Without the pictures, repeat all of the data exactly as it appears below.

▸ **Given entries**
================================
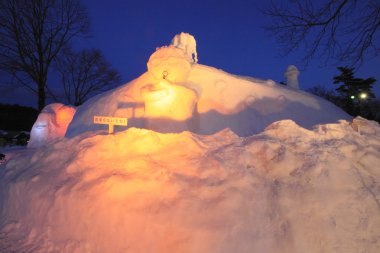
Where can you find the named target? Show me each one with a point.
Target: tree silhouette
(354, 88)
(347, 30)
(32, 33)
(85, 73)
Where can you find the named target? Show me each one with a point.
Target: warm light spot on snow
(166, 100)
(64, 115)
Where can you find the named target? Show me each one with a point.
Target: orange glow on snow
(64, 116)
(165, 100)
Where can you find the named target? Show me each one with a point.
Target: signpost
(110, 121)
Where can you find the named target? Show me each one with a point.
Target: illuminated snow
(187, 43)
(291, 76)
(287, 189)
(264, 168)
(51, 124)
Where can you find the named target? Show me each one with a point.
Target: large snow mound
(287, 189)
(218, 100)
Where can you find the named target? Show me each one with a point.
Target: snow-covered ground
(210, 162)
(287, 189)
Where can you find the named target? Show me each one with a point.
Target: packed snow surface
(177, 94)
(287, 189)
(51, 124)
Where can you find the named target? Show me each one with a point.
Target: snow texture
(261, 168)
(187, 43)
(245, 105)
(176, 95)
(291, 76)
(287, 189)
(51, 124)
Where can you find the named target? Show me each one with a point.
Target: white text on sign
(110, 121)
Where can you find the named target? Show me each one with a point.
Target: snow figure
(169, 104)
(170, 62)
(187, 43)
(291, 74)
(51, 124)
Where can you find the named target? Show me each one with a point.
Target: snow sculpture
(51, 124)
(169, 63)
(168, 102)
(187, 43)
(291, 74)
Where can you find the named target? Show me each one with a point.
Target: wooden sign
(110, 121)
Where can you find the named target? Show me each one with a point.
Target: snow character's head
(51, 124)
(187, 43)
(169, 102)
(291, 74)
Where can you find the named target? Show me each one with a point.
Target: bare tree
(85, 73)
(32, 33)
(347, 30)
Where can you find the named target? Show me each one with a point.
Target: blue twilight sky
(229, 36)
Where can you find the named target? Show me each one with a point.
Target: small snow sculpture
(291, 74)
(51, 124)
(169, 63)
(187, 43)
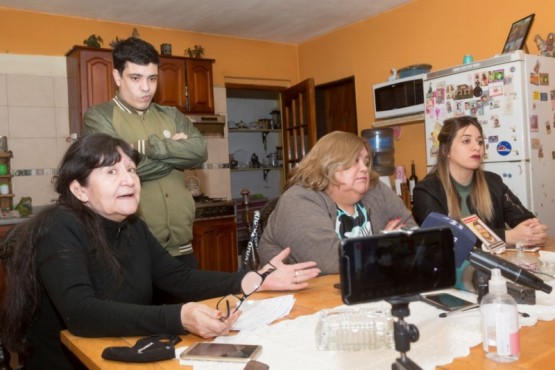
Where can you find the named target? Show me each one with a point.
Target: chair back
(251, 260)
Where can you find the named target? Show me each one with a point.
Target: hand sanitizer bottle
(501, 339)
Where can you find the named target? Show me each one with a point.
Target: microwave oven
(400, 97)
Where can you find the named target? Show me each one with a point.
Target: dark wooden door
(298, 116)
(215, 244)
(336, 107)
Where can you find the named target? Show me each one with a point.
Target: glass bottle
(521, 259)
(500, 328)
(413, 179)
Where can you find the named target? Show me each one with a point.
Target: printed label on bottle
(501, 330)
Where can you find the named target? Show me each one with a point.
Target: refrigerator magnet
(504, 148)
(534, 127)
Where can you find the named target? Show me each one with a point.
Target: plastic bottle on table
(500, 327)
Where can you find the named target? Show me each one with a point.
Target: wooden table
(537, 342)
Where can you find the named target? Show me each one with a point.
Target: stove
(211, 208)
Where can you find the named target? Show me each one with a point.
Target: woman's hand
(204, 321)
(288, 277)
(397, 223)
(530, 231)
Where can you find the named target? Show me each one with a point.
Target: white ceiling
(290, 21)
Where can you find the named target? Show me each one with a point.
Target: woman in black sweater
(89, 264)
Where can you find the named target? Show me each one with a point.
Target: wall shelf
(399, 120)
(261, 168)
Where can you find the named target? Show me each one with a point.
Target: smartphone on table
(446, 301)
(221, 352)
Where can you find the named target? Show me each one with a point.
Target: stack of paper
(257, 313)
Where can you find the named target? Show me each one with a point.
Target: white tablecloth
(291, 344)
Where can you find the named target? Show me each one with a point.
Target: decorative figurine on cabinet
(255, 163)
(546, 47)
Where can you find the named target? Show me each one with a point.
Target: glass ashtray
(354, 329)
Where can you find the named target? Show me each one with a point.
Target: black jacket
(429, 196)
(78, 293)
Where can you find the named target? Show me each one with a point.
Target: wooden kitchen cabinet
================================
▸ **Response to this exercise**
Where can you find the named target? Show me each one with a point.
Target: tree silhouette
(354, 88)
(347, 30)
(32, 33)
(85, 73)
Where can you find the named target? Show me each one with a point.
Target: warm light spot on snow
(166, 100)
(64, 115)
Where can you find the named target? Show me each one with a point.
Target: orange glow on snow
(64, 116)
(165, 100)
Where can you find the named target? Show me each one with a point.
Target: signpost
(110, 121)
Where can you find the named target? Show me each one with a point.
Target: illuminated snow
(187, 43)
(291, 76)
(287, 189)
(264, 168)
(51, 124)
Where can you find the named target? Show me each one with a point.
Target: large snow mound
(287, 189)
(218, 100)
Where can you find the named target? Show me each one with a point.
Target: snow-covered ground
(210, 162)
(287, 189)
Where can you find the named target? Show me each one with a point.
Target: packed snow surface
(177, 94)
(287, 189)
(51, 124)
Where can you find the named target? Show me each one with a point.
Target: snow texture
(261, 168)
(187, 43)
(245, 105)
(176, 95)
(291, 76)
(287, 189)
(51, 124)
Where can you find the named target? Show me each one with a point.
Target: white text on sign
(110, 121)
Where can you find the named target? Show me each one with a point.
Target: snow figure
(169, 104)
(170, 62)
(187, 43)
(291, 74)
(51, 124)
Where can you find the named target? Show me each one with a point.
Target: snow sculpture
(51, 124)
(169, 63)
(168, 102)
(187, 43)
(291, 74)
Where can you find the named target? Show me each one with a point.
Target: wooden sign
(110, 121)
Where can you find the named target? Show me each one with a point.
Target: snow character's head
(51, 124)
(187, 43)
(169, 102)
(291, 74)
Where can you find the named target? Show me each one with a point.
Target: bare tree
(85, 73)
(32, 33)
(347, 30)
Where can you find the named target? Show me each one with a point.
Target: blue twilight sky
(229, 36)
Where can you find the named target? Show me each one with a point.
Target: small snow sculpture
(291, 74)
(51, 124)
(169, 63)
(187, 43)
Where can you find the named target? Show me each one with a point.
Target: chair back
(251, 260)
Where can you find the named target? Show me each one with a point.
Target: hand sanitizer bottle
(501, 339)
Where can you find the named target? Show me each one with a point.
Target: microwave oven
(400, 97)
Where can you find the named target? Show me each one with a point.
Target: dark wooden door
(298, 116)
(215, 244)
(336, 107)
Where can you find the named target? Show me each one with a point.
Target: glass bottle
(521, 259)
(500, 328)
(413, 179)
Where can you find the named target? Show me each one with a point.
Target: printed label on bottle
(501, 330)
Where can you find the named target? Show me each one with a point.
Target: refrigerator magnet
(504, 148)
(534, 127)
Where can you find the named target? Show me each one with a point.
Target: plastic bottle on table
(500, 327)
Where can you find the named target? Show me each one with a point.
Target: wooden table
(537, 342)
Where can you find the named target? Show me each one with a point.
Target: stove
(211, 208)
Where can you find the named target? Show me each one with a point.
Target: woman's hand
(204, 321)
(288, 277)
(397, 223)
(530, 231)
Where can you find the named target? Show me each one with a point.
Target: white ceiling
(290, 21)
Where can you find the named target? Show me each one with a point.
Target: woman in black sweater
(89, 264)
Where can you find the named target? Show me each one with a point.
Target: wall shelf
(399, 120)
(261, 168)
Where can you find the named target? Show me each one with a point.
Target: smartphone on table
(446, 301)
(221, 352)
Where can you find the named target? Show me each one with a point.
Target: stack of paper
(257, 313)
Where can you find the named target? Show me each one with a point.
Target: white tablecloth
(291, 344)
Where can you find the named target? Show me each one with a point.
Target: decorative figurine on cabinet
(255, 163)
(546, 47)
Where can you find the named target? Show me each one with a point.
Target: glass ashtray
(354, 329)
Where can you find the named target? Show me each one with a point.
Target: black jacket
(429, 196)
(78, 293)
Where can you find the named target? Show me each one with a point.
Target: wooden kitchen cabinet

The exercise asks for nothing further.